• _WHAT TO DO_
a – Return the part of the Tonawanda News blizzard report that begins at the words "As the blizzard" and stops after "in the village.", copied word for word.
b – Take the Tonawanda News blizzard report further, picking up right after its last sentence.

Tonawanda News — Now it's our turn.
As the blizzard of 2014 settled in over the Southtowns much of the overnight, a band has moved north, prompting driving bans and states of emergency to be declared in Kenmore and the Town of Tonawanda Tuesday afternoon.
Visibility is 1/4-mile or less — sometimes far less — across much of the area.
"It really started deteriorating. I've been out in the town, and this morning, the roads were clear," Town of Tonawanda Supervisor Anthony Caruana said. "A few hours later, with the drifting, whiteouts and extremely bad visibility, we thought we'd do the state of emergency to keep people off the roads."
Kenmore Mayor Patrick Mang said police patrol cars began reporting whiteout conditions in the afternoon, which led to the travel advisory in the village.
"We waited, but as time went on, things got worse," he said. "Most people are abiding by the ban and trying to stay off the streets, which gives us a lot of opportunity to plow."
Ken-Ton is on the northern end of the band with much of the Twin Cities to the north avoiding the heaviest snow but relegated to the driving winds, more than 30 mph sustained with gusts as high as 50, as of now. The National Weather Service said the northern band is expected to travel back south after nightfall offering Ken-Ton residents a reprieve.
"We're hoping to lift the advisory later tonight or tomorrow morning as it moves south," Caruana said. "We'll keep on eye on it, but now, we just want everyone to stay safe."
In addition to the Ken-Ton driving ban, the length of I-190 from the Youngmann south to the mainline Thruway has been closed. The Thruway has been closed since Monday night from Lackawanna south to the Pennsylvania line; it has also been closed from I-390 in Rochester to Depew, more than 100 miles of the 90 in all.

• _INPUT DATA_
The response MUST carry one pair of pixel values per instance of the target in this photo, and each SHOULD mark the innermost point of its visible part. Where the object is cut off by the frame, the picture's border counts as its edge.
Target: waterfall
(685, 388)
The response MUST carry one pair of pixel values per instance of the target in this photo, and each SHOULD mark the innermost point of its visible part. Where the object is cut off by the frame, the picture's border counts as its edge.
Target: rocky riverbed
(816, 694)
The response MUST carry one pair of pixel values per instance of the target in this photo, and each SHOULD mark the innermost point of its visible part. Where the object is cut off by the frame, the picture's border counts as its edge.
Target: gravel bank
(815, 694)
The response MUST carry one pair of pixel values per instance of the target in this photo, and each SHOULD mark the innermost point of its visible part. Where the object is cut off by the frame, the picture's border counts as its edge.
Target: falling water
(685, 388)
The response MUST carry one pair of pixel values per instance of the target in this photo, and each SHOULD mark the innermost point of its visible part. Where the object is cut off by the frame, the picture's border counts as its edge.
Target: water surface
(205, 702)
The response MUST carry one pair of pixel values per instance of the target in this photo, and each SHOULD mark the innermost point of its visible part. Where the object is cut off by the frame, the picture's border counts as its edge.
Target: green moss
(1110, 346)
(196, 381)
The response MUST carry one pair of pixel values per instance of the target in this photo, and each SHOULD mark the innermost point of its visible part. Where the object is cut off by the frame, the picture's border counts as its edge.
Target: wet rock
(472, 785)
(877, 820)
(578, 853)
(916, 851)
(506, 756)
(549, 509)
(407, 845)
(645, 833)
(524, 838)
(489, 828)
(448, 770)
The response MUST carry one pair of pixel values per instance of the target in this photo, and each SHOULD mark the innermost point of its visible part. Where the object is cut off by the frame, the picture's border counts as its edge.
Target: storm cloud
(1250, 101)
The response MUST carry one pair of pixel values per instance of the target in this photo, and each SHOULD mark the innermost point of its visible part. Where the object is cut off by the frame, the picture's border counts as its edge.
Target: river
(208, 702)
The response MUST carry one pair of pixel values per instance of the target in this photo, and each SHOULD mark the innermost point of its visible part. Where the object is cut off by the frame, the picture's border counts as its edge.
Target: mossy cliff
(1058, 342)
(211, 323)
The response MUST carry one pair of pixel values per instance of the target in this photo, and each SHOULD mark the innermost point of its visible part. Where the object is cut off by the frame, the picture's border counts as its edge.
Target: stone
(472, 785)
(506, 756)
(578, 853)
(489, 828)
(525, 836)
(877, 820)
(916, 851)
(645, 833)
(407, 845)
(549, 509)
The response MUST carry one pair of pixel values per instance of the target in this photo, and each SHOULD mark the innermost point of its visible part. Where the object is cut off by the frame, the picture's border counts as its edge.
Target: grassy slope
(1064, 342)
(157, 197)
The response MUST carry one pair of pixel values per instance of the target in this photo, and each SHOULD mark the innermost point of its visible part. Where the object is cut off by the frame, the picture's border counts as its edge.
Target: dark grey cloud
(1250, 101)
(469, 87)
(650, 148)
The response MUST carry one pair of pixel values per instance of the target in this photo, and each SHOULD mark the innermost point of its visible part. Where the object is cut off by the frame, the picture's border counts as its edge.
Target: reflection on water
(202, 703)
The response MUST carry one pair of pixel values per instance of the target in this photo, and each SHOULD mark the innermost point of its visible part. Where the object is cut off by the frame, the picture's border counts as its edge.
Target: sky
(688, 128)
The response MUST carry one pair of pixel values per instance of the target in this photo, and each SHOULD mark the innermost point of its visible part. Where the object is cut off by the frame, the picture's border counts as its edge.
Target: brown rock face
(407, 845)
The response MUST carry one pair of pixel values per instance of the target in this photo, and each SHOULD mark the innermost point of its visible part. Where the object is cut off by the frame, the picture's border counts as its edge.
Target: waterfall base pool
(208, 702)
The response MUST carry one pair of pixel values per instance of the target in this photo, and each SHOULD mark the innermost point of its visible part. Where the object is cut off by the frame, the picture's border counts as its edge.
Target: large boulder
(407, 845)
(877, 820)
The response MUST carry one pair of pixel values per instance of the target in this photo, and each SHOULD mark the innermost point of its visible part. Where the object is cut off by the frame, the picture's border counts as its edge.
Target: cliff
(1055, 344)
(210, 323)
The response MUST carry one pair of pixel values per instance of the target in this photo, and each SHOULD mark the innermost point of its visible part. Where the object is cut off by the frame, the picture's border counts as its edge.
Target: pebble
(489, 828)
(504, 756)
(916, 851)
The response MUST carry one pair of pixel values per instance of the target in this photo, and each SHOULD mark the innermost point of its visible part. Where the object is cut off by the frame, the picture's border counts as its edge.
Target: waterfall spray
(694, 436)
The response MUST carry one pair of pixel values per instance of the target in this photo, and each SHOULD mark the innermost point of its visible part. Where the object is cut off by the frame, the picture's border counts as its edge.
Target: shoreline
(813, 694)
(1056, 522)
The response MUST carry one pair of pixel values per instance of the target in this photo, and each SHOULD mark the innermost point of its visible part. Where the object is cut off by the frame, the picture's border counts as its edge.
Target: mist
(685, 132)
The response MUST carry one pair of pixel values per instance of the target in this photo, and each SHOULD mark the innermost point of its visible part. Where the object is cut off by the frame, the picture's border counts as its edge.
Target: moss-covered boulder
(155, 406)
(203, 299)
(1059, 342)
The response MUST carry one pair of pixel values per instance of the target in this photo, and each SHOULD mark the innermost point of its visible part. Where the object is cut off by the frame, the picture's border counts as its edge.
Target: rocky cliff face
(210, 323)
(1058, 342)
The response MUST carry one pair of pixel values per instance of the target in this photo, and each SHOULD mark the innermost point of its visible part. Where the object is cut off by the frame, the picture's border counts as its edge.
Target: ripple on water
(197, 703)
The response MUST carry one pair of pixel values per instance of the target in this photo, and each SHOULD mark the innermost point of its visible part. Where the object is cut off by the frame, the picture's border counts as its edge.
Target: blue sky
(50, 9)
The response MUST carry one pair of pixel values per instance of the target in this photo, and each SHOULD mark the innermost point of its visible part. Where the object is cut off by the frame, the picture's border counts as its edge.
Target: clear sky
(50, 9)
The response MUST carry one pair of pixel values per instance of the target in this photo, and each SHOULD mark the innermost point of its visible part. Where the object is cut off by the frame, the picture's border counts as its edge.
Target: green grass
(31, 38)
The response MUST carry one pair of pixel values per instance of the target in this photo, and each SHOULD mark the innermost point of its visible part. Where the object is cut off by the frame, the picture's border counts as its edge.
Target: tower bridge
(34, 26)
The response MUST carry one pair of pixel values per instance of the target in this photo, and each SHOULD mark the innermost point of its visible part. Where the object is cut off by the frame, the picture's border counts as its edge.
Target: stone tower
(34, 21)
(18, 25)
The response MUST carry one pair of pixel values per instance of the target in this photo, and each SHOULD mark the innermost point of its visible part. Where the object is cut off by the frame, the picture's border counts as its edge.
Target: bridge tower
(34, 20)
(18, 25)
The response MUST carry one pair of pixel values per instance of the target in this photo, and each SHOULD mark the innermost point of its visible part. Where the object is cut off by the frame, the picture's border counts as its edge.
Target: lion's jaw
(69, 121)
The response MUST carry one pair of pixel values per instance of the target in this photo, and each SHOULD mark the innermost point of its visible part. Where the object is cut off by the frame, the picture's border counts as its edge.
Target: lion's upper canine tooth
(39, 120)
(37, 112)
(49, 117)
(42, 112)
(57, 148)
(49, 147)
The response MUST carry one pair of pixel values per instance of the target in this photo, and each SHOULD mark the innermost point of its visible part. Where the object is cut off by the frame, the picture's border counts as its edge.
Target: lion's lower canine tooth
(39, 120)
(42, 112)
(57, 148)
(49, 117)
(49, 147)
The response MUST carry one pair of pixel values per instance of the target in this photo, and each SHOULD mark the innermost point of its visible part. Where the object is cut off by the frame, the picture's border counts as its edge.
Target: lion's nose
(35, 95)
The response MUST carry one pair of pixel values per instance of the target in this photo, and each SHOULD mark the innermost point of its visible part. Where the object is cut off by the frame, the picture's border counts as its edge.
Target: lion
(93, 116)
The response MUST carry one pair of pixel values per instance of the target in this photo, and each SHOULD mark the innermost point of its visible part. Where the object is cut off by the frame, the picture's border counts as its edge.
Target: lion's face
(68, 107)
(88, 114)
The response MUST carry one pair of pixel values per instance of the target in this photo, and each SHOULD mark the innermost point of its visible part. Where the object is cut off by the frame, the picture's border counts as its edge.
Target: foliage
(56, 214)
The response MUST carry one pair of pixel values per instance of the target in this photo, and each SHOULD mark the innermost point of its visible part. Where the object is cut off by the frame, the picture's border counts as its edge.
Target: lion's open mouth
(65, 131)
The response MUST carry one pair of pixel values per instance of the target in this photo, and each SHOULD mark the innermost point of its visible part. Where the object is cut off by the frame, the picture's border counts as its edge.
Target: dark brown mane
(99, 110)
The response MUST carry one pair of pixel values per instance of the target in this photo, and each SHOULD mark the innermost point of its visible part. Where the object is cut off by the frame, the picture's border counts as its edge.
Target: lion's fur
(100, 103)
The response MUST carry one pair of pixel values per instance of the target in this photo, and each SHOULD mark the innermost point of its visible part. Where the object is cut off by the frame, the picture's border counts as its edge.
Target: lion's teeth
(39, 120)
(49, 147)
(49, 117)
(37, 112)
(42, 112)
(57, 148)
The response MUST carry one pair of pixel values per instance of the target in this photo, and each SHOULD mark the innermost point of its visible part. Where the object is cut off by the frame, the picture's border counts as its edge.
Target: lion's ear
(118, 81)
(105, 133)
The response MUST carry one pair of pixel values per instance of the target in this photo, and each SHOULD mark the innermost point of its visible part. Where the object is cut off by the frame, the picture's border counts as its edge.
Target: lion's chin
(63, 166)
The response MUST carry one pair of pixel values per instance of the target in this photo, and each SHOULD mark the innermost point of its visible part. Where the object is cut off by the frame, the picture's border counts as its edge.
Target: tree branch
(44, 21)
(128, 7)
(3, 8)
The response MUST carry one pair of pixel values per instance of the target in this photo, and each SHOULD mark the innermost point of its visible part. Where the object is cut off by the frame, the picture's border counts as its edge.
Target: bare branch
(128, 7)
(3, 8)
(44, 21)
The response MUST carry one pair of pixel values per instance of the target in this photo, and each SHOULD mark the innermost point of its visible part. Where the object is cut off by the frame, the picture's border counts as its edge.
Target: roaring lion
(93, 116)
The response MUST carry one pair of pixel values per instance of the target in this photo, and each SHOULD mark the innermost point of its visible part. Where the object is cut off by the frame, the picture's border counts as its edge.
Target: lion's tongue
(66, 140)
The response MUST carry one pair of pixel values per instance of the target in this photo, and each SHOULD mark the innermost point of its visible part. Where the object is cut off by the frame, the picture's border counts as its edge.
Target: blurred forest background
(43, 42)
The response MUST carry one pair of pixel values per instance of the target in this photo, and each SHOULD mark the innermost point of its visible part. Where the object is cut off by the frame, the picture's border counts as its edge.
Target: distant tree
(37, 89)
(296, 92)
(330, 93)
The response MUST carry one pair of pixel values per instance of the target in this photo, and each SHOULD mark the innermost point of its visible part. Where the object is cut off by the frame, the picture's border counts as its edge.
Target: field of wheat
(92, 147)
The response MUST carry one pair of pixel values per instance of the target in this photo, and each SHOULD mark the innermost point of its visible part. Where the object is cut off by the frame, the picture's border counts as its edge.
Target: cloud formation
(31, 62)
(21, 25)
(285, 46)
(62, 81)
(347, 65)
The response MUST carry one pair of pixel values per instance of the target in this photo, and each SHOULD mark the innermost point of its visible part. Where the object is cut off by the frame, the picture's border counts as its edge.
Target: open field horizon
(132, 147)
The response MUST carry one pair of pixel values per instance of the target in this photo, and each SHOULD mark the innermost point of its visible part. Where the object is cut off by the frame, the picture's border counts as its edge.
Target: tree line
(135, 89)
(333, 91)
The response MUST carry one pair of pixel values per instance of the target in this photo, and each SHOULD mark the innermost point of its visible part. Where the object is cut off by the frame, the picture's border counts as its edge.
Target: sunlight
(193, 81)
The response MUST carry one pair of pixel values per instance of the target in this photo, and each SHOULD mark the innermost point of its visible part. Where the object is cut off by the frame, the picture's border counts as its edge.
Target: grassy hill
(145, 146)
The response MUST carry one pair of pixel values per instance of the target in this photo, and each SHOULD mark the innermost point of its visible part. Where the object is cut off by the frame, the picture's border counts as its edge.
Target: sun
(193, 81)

• _NUMBERED RESPONSES_
a –
As the blizzard of 2014 settled in over the Southtowns much of the overnight, a band has moved north, prompting driving bans and states of emergency to be declared in Kenmore and the Town of Tonawanda Tuesday afternoon.
Visibility is 1/4-mile or less — sometimes far less — across much of the area.
"It really started deteriorating. I've been out in the town, and this morning, the roads were clear," Town of Tonawanda Supervisor Anthony Caruana said. "A few hours later, with the drifting, whiteouts and extremely bad visibility, we thought we'd do the state of emergency to keep people off the roads."
Kenmore Mayor Patrick Mang said police patrol cars began reporting whiteout conditions in the afternoon, which led to the travel advisory in the village.

b –
Tonight's Buffalo Sabres game against the Carolina Hurricanes has also been postponed, the team said Tuesday afternoon, though there is not a driving ban presently in effect for the City of Buffalo.
It's not likely the storm will let up until early Wednesday, weather officials are warning.
"The main story is that it is going to be extremely windy and cold," Tom Paone, of the National Weather Service, said. "We're looking at windchill values that could hit 30 below zero."
Temperatures have hovered in the single digits for the day.
"It's really the combination of three things, wind, snow and extreme cold," Paone said. "There will be some difficult driving conditions, and you're going to have near zero visibility."
The National Weather Service has issued wind chill warning that will be in effect until 6 p.m. Tuesday, and a blizzard warning until 6 a.m. Wednesday. By Tuesday night or Wednesday morning, the winds and snowfall should begin to slow down.
"Monday night through Tuesday night will be the worst of it," Paone said.
North Tonawanda, the City of Tonawanda and Ken-Ton schools closed Tuesday. Erie County Executive Mark Poloncarz has also issued a travel advisory and warned residents to stay at home unless driving is absolutely necessary. All county government offices and services are also closed Tuesday.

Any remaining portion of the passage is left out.